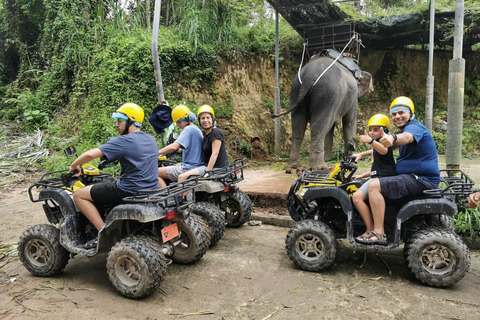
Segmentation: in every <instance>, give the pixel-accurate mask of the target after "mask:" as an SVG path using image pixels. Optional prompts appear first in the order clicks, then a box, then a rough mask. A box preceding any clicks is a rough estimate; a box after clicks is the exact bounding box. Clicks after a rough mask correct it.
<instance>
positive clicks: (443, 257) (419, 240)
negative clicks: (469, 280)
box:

• TASK TO CARRY OUT: Could you write out the records again exactly, omitting each image?

• EXPECTED ANSWER:
Segmentation: in every <instance>, give the pixel-accurate mask of the target after "mask:" as an SVG path using image pixels. Optional prompts appear first in the order clicks, then a box, then a rough mask. A box preceding any clicks is a rough estimate; a box after clicks is the exact bounding box. Clicks after a rough mask correct it.
<instance>
positive clicks: (443, 257) (419, 240)
negative clicks: (469, 280)
box:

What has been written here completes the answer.